━━━ Dataset excerpts ━━━

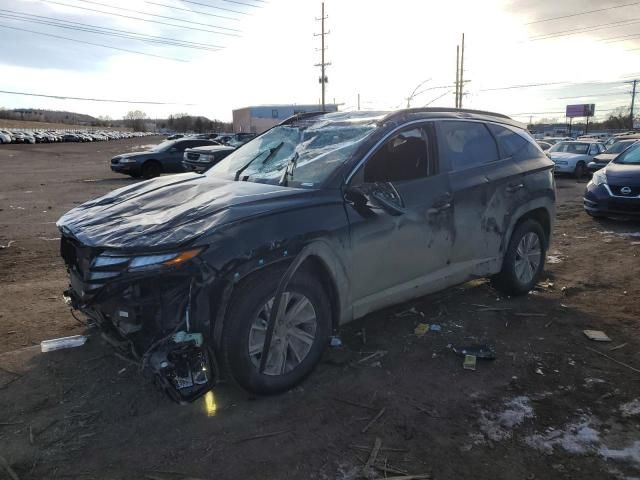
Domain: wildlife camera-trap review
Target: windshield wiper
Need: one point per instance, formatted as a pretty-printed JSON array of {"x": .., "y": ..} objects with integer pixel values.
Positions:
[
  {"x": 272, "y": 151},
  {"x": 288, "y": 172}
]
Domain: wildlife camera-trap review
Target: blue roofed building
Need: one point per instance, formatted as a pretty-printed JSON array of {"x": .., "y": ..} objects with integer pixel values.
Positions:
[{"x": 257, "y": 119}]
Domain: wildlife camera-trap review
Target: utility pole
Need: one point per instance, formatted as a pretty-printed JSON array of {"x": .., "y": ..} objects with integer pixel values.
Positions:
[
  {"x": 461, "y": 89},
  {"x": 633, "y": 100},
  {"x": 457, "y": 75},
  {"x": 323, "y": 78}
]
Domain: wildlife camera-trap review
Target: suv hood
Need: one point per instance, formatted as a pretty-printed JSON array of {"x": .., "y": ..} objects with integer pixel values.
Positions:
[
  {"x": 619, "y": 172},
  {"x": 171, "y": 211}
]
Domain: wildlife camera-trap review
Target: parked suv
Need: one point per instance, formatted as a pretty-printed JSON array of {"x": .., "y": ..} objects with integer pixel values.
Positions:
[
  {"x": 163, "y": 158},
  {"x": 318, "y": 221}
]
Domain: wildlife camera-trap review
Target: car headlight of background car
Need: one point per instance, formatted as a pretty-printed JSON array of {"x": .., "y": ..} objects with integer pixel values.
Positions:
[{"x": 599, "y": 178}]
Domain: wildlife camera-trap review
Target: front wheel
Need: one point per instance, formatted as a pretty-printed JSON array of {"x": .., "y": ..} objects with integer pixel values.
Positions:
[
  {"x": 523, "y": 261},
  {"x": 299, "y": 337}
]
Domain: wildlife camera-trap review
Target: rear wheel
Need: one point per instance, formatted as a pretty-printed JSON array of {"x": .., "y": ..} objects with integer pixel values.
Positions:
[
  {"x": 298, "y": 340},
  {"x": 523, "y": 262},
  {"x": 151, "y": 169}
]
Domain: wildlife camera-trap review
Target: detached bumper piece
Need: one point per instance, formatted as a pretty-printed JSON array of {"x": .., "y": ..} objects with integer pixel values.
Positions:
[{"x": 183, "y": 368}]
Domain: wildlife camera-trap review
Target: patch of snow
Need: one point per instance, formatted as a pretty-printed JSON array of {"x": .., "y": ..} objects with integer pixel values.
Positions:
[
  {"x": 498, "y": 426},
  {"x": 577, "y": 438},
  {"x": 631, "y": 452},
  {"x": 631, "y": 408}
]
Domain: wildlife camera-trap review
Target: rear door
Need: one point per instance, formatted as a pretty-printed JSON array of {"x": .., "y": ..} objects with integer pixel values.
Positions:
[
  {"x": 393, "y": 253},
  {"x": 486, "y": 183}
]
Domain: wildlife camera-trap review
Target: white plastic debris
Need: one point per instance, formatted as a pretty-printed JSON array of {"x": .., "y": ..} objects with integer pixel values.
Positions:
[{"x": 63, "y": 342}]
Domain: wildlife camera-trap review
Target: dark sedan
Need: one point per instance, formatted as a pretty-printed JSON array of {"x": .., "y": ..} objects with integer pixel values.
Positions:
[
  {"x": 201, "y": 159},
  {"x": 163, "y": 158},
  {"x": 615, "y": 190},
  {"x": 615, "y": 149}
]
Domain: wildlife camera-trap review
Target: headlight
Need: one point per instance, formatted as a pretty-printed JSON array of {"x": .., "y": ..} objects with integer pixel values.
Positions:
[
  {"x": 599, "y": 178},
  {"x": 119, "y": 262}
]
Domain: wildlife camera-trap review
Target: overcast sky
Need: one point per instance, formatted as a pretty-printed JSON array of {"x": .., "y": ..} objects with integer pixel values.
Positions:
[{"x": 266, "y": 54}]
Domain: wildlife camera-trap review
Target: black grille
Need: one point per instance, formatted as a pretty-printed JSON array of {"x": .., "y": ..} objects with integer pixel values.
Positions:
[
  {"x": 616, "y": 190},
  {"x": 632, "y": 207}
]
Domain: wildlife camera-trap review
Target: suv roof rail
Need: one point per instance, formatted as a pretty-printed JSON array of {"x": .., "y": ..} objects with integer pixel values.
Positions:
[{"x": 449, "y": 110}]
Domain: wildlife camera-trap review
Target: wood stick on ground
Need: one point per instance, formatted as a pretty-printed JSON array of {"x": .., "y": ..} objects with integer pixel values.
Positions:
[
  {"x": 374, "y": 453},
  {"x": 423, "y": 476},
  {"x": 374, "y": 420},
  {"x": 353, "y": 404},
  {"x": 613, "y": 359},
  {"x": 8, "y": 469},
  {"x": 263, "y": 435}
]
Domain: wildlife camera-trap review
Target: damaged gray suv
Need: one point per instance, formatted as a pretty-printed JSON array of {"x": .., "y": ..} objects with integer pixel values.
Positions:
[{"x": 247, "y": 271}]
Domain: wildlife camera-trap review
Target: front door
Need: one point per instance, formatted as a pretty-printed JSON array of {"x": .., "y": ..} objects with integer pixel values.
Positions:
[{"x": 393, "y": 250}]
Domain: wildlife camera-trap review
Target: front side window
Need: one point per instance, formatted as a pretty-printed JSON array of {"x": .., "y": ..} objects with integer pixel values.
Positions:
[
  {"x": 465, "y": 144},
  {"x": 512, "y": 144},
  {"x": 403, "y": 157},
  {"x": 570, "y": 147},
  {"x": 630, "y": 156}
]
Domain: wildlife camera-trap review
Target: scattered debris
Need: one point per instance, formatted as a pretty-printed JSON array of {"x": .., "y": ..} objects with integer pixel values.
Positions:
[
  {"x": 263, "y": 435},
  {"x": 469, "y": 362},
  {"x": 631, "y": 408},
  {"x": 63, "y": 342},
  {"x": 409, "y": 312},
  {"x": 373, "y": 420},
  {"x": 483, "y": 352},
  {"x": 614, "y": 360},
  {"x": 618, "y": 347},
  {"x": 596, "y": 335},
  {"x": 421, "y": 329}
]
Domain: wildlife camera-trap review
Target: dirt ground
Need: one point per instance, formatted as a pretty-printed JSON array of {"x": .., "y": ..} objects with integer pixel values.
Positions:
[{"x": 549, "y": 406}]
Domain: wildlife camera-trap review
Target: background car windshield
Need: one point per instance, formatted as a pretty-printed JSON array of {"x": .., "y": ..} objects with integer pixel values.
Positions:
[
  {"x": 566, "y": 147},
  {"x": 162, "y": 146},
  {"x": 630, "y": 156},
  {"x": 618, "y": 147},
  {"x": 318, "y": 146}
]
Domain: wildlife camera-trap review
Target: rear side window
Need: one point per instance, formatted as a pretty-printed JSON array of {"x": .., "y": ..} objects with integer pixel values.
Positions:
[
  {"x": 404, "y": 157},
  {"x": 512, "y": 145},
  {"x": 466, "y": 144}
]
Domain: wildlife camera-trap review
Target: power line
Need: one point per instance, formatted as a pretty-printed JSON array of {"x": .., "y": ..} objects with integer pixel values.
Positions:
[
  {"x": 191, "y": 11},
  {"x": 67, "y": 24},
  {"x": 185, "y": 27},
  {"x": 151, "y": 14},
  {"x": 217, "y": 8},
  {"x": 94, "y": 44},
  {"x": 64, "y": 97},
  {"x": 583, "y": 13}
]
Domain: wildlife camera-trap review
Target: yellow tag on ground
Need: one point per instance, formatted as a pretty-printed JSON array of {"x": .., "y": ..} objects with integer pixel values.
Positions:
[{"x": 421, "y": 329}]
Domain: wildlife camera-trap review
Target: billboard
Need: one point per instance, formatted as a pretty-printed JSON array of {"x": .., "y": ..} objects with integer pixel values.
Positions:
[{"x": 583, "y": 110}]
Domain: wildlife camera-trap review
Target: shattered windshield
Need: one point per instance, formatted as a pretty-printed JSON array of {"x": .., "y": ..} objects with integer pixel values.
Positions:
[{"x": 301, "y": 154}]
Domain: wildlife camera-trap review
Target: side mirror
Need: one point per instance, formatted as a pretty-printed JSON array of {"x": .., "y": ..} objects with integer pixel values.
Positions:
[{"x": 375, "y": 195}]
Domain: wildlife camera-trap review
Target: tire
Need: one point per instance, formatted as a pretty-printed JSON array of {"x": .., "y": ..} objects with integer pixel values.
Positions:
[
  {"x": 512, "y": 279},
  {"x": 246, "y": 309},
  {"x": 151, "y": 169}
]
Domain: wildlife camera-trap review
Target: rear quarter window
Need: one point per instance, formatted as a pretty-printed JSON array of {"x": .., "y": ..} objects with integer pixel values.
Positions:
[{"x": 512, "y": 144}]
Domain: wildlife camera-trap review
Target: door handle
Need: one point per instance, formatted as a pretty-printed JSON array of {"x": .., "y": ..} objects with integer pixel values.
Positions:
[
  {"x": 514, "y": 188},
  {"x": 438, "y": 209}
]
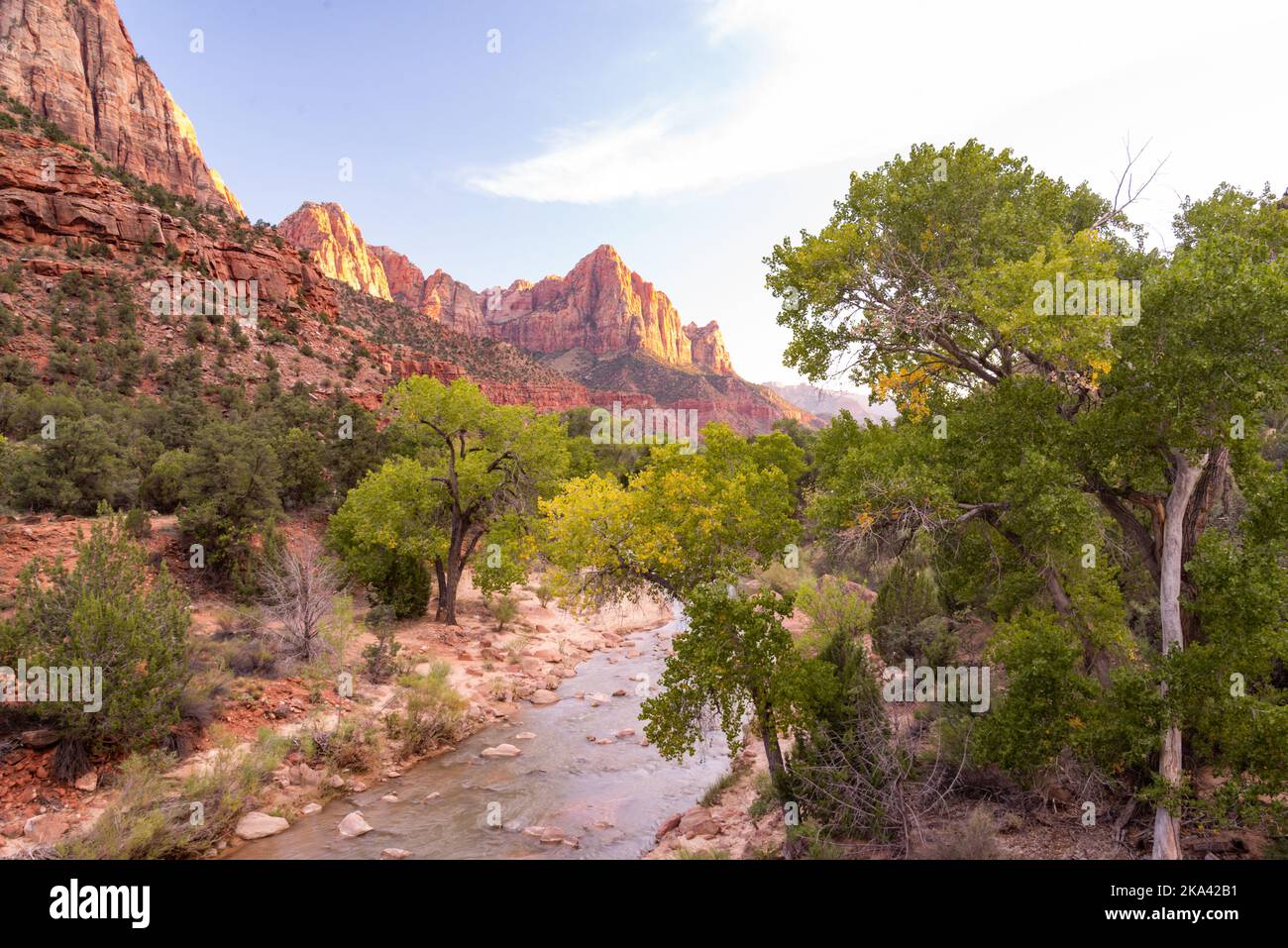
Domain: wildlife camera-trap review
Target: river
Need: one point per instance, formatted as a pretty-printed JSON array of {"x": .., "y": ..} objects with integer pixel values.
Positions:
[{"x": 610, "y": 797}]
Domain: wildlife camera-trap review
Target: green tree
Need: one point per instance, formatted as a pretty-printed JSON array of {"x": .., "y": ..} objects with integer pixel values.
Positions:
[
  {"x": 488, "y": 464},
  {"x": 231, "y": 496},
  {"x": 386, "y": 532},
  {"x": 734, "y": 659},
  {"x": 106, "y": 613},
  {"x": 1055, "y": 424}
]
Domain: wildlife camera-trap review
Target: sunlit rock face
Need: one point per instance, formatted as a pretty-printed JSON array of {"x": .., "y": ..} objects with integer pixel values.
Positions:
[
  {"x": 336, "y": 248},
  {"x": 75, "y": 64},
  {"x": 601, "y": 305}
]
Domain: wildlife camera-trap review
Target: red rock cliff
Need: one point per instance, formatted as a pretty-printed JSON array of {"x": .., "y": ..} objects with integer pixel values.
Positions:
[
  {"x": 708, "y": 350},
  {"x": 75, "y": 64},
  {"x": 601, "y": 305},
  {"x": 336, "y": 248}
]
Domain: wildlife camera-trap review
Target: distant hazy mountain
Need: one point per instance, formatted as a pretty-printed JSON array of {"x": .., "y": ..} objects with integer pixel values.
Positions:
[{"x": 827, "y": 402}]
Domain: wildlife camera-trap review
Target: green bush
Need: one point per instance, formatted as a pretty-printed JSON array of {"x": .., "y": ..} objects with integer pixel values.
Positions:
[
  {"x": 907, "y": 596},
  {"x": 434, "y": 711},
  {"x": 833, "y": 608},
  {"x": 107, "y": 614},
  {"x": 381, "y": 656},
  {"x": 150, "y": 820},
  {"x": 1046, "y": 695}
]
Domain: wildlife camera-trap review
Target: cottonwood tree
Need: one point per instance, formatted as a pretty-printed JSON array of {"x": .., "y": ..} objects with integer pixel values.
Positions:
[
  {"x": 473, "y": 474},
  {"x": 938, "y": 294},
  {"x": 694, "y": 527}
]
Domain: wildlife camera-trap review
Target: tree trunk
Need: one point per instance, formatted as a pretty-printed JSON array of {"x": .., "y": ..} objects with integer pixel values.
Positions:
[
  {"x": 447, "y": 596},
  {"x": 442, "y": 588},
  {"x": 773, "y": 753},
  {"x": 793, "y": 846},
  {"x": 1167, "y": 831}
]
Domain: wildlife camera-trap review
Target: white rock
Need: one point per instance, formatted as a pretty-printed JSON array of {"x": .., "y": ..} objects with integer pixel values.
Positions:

━━━

Instructions to follow = Which lines of the listing above contain the string "front"? Return each of them unchanged.

Solution =
Target: front wheel
Target: front door
Target: front side window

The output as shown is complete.